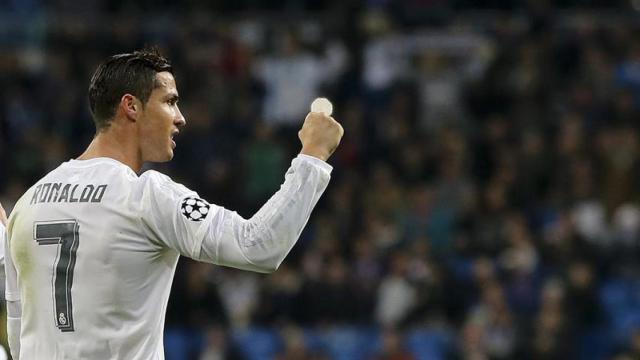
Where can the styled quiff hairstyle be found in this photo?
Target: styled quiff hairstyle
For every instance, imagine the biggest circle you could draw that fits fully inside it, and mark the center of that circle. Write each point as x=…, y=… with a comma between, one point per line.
x=133, y=73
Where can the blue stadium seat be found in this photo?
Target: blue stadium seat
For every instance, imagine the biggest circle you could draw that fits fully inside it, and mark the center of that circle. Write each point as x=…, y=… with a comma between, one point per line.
x=429, y=344
x=344, y=343
x=595, y=344
x=258, y=343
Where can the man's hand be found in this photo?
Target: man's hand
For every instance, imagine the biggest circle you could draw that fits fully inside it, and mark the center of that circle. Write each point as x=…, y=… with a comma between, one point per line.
x=3, y=216
x=320, y=135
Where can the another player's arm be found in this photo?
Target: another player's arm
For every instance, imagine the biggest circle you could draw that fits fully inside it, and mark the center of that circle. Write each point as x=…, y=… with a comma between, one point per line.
x=14, y=307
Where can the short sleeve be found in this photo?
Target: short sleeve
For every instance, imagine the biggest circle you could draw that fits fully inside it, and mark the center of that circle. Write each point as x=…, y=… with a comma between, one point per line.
x=171, y=215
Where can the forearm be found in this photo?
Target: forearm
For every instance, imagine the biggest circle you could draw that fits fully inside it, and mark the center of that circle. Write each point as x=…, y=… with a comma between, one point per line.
x=262, y=242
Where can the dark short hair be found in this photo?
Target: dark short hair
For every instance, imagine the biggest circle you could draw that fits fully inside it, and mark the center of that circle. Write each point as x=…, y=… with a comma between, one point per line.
x=132, y=73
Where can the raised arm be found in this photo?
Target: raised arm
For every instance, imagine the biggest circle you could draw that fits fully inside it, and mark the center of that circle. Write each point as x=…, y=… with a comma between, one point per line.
x=177, y=218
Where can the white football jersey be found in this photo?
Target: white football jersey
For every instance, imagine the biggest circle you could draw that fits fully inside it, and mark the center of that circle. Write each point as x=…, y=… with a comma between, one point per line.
x=92, y=249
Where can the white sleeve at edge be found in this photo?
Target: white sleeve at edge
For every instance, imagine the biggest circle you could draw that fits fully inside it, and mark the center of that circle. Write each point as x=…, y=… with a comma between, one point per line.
x=262, y=242
x=14, y=311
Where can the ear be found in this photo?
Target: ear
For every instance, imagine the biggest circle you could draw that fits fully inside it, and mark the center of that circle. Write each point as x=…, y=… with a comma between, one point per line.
x=130, y=106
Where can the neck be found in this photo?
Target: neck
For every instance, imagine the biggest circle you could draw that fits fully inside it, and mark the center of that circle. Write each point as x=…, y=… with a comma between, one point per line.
x=116, y=143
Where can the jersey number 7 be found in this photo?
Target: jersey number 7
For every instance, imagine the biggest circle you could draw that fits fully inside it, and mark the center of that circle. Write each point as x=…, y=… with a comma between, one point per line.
x=65, y=234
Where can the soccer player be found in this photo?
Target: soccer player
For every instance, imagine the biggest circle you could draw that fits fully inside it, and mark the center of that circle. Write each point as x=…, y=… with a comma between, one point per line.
x=93, y=246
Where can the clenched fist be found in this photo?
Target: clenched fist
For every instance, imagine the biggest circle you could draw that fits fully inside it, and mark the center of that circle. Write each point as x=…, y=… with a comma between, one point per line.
x=320, y=135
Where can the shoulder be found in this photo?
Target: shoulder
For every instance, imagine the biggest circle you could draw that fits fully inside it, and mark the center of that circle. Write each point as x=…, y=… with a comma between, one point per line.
x=161, y=185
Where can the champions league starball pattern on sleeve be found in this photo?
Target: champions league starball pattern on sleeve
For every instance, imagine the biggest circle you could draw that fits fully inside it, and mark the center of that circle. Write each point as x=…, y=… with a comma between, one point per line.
x=194, y=209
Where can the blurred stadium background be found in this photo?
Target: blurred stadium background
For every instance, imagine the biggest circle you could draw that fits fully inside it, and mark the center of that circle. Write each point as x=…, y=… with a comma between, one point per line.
x=484, y=203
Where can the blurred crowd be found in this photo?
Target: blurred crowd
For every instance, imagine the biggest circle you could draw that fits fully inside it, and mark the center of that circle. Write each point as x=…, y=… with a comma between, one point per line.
x=484, y=202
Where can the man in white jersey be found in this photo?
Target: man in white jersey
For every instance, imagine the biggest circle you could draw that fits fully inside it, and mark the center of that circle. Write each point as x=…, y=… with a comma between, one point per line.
x=92, y=247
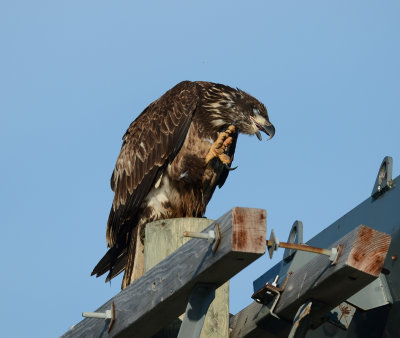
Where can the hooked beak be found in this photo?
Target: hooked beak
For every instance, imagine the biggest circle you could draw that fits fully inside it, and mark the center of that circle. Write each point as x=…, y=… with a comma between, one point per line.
x=268, y=128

▶ _Problem details_: Within the listing above, the range opens at the line with "Where can the blue" and closes at the line with "Target: forearm". Reproduce exactly the lines of that range, including both ends.

▶ _Result for this task_:
Where can the blue stadium seat be found in this photo?
Target: blue stadium seat
For every instance, imagine the biggest circle you could draw that fits fully inside it, and mark the center of that circle. Write each point as x=…, y=… with a comma between, one point per line.
x=429, y=344
x=344, y=343
x=595, y=344
x=258, y=343
Where can the man's hand be found in this photo?
Target: man's hand
For every instance, imagine the biggest circle you could draw that fits fully inside it, and mark the center of that circle. Write each point as x=…, y=… with a comma between, one point per line.
x=3, y=216
x=320, y=135
Where can the another player's arm be found in this photo?
Target: another player's arm
For every instance, imagine the biggest circle you could draw that fits fully inside it, and mark the center of that circle. Write each point as x=…, y=… with a comma between, one point per line.
x=14, y=307
Where can the short sleeve be found in this photo?
Target: short sleeve
For every instance, imagine the biggest circle you could draw that fits fully inside it, and mark the center of that circle. Write each point as x=…, y=… with a comma between, one point per line.
x=171, y=215
Where can the forearm be found in this photo?
Target: forearm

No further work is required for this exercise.